-- Start --
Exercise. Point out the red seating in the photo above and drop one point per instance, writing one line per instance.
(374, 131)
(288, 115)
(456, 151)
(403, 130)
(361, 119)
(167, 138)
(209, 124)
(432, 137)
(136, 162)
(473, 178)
-- End --
▶ [GIVEN EXERCISE]: Return every line of the material above verbatim, in its original order.

▶ [REPLY TO THE TASK]:
Exercise. Point out the red seating in the photo above and drop one point per instance, writing one line per instance.
(374, 131)
(288, 115)
(456, 151)
(403, 130)
(361, 119)
(167, 138)
(209, 124)
(432, 137)
(136, 162)
(473, 178)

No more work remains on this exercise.